* **Seitenauszug**
# # #

Gerhart Baum zu Rechtsextremismus "Auch die Gleichgültigen sind eine Gefahr"
Auch der ehemalige Bundesinnenminister Baum beobachtet ein Erstarken von Rechtsextremismus, Intoleranz und Antisemitismus. Im Interview mit tagesschau24 beschreibt der FDP-Politiker aber auch ein Aufwachen - eines, das er für überfällig hält.
tagesschau 24: Sie sind 1932 geboren. Das heißt, Sie haben den Schrecken der Naziherrschaft als Kind erlebt. Was denken Sie, wenn Sie heute die AfD beobachten: Haben wir die Geschichte einfach vergessen?
Gerhart Baum: Ja, wir haben zu spät reagiert. Aber dass jetzt überhaupt reagiert worden ist in dieser Form, ist natürlich wunderbar. Das hätte längst geschehen müssen. Diese Entwicklung ist seit Langem sichtbar. Der Rechtsextremismus, die Intoleranz, der Antisemitismus ist eine Strömung, die immer stärker geworden ist in Deutschland. Und jetzt hat es diesen Knall gegeben mit diesem Geheimtreffen und jetzt sind die Politiker aufgewacht. Das hätte ich von ihnen schon viel früher erwartet, aber auch von der Bevölkerung.
Nun müssen wir dabei bleiben, am Ball bleiben - und wir dürfen nicht vergessen, die AfD in ihren Gefährdungen der Demokratie wirklich zu benennen. Und zum anderen müssen wir auch die Politik ändern. Es ist für mich unverständlich, dieser unglaubliche Vertrauensverlust, den die Politik, den die Institutionen unseres Staates erlitten haben. Dagegen muss gearbeitet werden. Wir müssen wieder Vertrauen aufbauen.
Es muss besser regiert werden, aber auch anders regiert werden, wahrhaftiger regiert werden. Wir müssen den Menschen sagen: Es kommt einiges auf euch zu. Und wir beschönigen die Lage nicht. Wir alle empfinden, dass wir uns in einer großen Krise befinden - weltweit.

# # #

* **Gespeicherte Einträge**
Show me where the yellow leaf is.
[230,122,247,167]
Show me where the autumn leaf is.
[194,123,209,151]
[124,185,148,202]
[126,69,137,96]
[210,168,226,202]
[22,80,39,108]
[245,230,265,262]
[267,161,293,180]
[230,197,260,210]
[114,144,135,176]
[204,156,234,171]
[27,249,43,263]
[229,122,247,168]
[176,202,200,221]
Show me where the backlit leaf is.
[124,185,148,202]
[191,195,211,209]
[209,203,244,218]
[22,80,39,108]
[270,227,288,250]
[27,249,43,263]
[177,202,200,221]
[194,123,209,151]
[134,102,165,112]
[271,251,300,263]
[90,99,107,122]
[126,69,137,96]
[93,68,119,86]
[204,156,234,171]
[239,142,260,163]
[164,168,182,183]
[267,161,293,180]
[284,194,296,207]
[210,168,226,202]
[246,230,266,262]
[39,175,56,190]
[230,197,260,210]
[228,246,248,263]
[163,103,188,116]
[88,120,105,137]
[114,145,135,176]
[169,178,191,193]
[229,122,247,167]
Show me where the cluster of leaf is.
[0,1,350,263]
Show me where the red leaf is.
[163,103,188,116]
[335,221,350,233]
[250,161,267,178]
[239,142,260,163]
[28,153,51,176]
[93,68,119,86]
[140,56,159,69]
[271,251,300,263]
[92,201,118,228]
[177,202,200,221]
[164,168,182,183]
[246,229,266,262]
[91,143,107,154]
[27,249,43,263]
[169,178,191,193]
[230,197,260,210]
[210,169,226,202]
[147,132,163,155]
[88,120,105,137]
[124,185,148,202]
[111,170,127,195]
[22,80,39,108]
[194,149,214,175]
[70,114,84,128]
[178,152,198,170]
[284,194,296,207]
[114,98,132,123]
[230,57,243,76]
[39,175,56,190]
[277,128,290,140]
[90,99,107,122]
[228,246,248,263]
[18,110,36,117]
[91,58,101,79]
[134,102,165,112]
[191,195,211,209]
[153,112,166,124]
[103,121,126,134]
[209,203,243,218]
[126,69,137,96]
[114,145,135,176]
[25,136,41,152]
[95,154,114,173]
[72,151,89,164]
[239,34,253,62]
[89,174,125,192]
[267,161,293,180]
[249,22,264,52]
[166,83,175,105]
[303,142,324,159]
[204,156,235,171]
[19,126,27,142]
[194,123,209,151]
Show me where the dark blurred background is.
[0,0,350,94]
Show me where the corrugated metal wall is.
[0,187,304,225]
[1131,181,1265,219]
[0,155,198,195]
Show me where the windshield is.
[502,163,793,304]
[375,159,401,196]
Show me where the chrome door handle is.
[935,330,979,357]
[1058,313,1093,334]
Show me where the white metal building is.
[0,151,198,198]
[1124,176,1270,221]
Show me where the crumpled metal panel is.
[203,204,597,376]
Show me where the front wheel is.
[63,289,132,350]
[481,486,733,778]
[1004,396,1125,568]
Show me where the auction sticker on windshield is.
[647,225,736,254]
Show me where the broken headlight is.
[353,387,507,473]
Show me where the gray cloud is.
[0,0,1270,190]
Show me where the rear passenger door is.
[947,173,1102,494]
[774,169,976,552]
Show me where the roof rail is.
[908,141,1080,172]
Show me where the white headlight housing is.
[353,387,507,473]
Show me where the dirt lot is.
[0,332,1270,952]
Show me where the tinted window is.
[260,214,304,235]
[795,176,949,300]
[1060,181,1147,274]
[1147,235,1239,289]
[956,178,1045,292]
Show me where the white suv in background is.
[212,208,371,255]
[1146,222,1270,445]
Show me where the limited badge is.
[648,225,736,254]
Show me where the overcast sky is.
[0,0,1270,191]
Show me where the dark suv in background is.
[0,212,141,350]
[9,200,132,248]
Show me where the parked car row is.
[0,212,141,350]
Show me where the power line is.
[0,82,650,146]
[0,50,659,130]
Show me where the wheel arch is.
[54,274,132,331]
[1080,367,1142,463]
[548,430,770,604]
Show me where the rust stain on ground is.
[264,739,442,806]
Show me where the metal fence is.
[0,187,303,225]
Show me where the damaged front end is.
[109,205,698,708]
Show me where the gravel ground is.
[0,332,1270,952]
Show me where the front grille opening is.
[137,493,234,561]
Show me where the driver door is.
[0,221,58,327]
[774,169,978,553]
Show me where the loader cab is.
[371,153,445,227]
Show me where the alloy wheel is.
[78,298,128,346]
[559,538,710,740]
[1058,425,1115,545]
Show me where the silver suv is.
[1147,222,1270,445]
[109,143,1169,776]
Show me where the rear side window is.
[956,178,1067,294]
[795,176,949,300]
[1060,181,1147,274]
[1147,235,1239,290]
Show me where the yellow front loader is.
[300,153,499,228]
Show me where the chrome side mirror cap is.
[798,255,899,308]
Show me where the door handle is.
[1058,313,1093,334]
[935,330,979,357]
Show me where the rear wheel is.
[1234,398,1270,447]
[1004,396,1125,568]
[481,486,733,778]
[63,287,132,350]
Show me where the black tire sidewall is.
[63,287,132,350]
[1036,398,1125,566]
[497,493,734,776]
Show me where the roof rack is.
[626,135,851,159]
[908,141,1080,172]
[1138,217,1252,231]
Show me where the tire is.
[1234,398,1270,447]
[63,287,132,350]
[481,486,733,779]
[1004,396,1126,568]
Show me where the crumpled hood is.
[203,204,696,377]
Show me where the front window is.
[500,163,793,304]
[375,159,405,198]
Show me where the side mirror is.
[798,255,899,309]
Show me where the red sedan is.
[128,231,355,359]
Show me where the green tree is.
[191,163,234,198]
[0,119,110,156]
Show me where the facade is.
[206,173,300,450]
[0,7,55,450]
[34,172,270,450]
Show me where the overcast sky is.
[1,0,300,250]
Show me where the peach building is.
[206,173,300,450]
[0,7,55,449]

# # #

* **Arbeitsauftrag A**
Prüfen Sie, ob die folgenden Aussagen mit dem Interview mit Gerhart Baum übereinstimmen, und belegen Sie jede Antwort mit Ja oder Nein und einem wörtlichen Zitat: (i) Gerhart Baum wurde 1932 geboren. (ii) Gerhart Baum hält die Reaktion auf den Rechtsextremismus für rechtzeitig. (iii) Gerhart Baum sieht die große Krise auf Deutschland beschränkt.
* **Arbeitsauftrag B**
Greifen Sie das Interview über Rechtsextremismus nach seinem letzten Satz auf und führen Sie Gerhart Baums Antwort weiter.

* **Lösung A**
(i) Ja: „Sie sind 1932 geboren.“
(ii) Nein: „Ja, wir haben zu spät reagiert.“
(iii) Nein: „Wir alle empfinden, dass wir uns in einer großen Krise befinden - weltweit.“

* **Lösung B**
Nun kommt noch etwas hinzu, das bisher nicht so deutlich geworden ist: Die AfD ist eine europafeindliche Partei. Die nächste Wahl ist eine Europawahl. Das Grundgesetz gibt uns vor, in einem vereinten Europa dem Frieden der Welt zu dienen. Die Europafreundlichkeit, die Verpflichtung, Europa zu entwickeln und Europa zu verteidigen als Freiheits- und Wertegemeinschaft steht im Grundgesetz. Es ist also eine weitere Grundgesetzverletzung, die hier auf dem Spiel steht.
Und dann ziehen diese Leute mit einer möglicherweise noch größeren Rechtsfraktion ins Europaparlament ein und demontieren diese europäische Gemeinschaft. Das muss ganz deutlich werden. Auch da liegen die Gefahren. Nicht der geringste Respekt vor der Europa-Orientierung des Grundgesetzes, die eine Integrationsverpflichtung ist, sagt das Bundesverfassungsgericht. Wir Deutschen haben eine Integrationsverpflichtung und das lehnt die AfD ab.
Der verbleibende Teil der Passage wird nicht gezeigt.